What to work on →
1 > In the text on the proposed financial security rule, what is Chris Cronin's position at HALOCK Security Labs?
2 > Write the next few sentences of the text on the proposed financial security rule, picking up after its final sentence.

Given text →
Under the proposed rule, financial institutions would be required to designate one qualified individual to be responsible for overseeing the program.
This individual would be responsible for ensuring that the program is constructed off of a written risk assessment.
Panelists agreed that this is an important issue currently being overlooked.
“People are not generally doing what we would consider risk assessments,” said Chris Cronin, a partner at HALOCK Security Labs. “Instead, they’ll have an auditor come in and run an audit.”
Financial institutions are not grappling with the real risks, he added.
Cronin argued what FTC regulators are aiming for is not an audit, but an evaluation of the likelihood and magnitude of possible harm.
The proposed rule calls for regularly testing and monitoring the effectiveness of institutions’ defense programs.
“Risk assessments are not something that can be done once and forgotten,” Lincicum said. “New threats arise and new vulnerabilities are discovered.”
Two further consumer protection elements that would require specific action under the proposed rule are encryption and multifactor authentication.
The proposed encryption requirement demands that all customer information held or transmitted be encrypted at all times, both in transit over external networks and at rest.

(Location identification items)
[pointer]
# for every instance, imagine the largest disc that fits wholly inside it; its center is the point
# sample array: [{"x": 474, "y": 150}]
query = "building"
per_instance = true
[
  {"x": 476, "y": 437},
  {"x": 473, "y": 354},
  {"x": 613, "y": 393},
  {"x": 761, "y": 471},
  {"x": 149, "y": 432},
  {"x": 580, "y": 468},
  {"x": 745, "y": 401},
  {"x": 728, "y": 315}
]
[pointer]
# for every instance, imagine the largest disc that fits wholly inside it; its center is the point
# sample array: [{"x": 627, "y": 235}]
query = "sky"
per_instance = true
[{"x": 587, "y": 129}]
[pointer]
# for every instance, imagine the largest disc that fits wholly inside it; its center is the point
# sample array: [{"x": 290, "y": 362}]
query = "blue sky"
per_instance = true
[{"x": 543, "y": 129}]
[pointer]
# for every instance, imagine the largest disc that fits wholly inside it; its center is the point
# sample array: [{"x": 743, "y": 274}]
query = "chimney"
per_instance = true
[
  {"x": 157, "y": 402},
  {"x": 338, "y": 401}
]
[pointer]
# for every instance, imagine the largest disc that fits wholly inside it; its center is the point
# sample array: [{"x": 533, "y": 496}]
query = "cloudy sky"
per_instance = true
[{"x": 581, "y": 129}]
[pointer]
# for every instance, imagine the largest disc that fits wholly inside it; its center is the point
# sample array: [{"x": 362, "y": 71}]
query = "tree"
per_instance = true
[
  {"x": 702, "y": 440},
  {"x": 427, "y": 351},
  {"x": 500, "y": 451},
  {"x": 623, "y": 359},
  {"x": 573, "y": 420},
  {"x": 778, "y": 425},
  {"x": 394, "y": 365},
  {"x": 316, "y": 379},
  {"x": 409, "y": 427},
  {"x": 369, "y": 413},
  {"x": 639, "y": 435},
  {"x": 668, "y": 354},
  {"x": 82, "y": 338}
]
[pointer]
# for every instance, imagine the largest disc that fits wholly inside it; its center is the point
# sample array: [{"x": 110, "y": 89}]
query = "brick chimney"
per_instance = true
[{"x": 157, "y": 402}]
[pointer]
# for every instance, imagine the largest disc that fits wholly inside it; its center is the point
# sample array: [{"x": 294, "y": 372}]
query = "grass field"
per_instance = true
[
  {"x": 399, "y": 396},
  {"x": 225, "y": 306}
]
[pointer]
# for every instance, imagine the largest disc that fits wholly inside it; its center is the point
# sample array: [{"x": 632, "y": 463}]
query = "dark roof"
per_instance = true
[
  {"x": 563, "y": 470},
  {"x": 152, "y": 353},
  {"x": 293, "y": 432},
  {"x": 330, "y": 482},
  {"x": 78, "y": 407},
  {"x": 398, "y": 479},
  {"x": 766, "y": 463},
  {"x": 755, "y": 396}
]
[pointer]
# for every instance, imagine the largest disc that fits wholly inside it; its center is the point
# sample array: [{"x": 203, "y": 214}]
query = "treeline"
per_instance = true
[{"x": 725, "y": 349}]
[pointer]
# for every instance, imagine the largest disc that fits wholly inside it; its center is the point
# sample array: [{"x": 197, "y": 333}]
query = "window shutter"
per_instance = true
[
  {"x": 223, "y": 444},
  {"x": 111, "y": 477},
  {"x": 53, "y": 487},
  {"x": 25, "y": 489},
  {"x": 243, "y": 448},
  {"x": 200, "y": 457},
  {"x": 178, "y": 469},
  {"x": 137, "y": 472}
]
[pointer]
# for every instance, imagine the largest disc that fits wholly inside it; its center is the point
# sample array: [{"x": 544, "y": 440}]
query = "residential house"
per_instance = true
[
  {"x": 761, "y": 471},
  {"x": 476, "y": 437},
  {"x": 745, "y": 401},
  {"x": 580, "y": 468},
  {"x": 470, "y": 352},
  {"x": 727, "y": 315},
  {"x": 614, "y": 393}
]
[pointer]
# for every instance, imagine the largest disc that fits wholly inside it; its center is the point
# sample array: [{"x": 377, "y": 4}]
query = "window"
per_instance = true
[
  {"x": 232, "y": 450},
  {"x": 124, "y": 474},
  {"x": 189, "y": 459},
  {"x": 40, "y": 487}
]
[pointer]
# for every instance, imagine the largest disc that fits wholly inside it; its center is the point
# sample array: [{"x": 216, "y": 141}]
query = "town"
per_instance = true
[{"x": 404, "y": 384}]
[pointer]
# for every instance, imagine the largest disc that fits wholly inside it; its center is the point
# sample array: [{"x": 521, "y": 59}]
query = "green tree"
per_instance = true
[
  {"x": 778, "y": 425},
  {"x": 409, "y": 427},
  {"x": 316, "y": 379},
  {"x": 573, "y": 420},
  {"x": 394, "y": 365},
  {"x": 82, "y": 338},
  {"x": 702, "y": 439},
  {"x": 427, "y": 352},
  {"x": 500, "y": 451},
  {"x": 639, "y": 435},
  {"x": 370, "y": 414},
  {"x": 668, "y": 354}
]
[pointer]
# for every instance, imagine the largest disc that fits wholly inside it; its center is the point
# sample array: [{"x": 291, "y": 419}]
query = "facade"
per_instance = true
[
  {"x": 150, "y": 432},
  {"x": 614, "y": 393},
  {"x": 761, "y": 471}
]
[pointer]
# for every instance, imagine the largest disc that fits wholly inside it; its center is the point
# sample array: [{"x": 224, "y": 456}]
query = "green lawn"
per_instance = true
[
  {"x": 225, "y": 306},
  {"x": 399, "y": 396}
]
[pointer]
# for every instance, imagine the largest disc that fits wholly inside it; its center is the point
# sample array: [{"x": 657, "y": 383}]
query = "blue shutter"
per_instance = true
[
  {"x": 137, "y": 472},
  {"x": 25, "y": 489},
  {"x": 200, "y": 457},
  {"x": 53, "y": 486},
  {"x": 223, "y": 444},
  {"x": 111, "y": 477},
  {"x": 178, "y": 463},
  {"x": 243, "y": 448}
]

Final answers →
1 > He is a partner at HALOCK Security Labs.

2 >
The proposed multifactor authentication requirement would require any individuals accessing customer information to go through a two-step authentication process.
Some financial institutions would be an exception from aspects of the proposed rule, including institutions that maintain the information of fewer than 5,000 consumers, which are exempt from most of the written requirements.
The participating panelists expressed a shared fear that people may call the proposed rule unreasonable, as the only benefit of implementing these programs is something not happening.
“A lot of people are going to have a hard time demonstrating reasonableness,” Cronin said.
Companies that have not experienced a breach may have a hard time understanding the benefits of conducting risk assessments, predicted panelists.
“It’s hard to explain,” Rubin said. “You don’t get a bonus for not getting hacked.”
Pablo Molina, chief information security officer at Drexel University, argued that many community members currently remain ill-informed on the issue and called for educating employees, clients and society at large.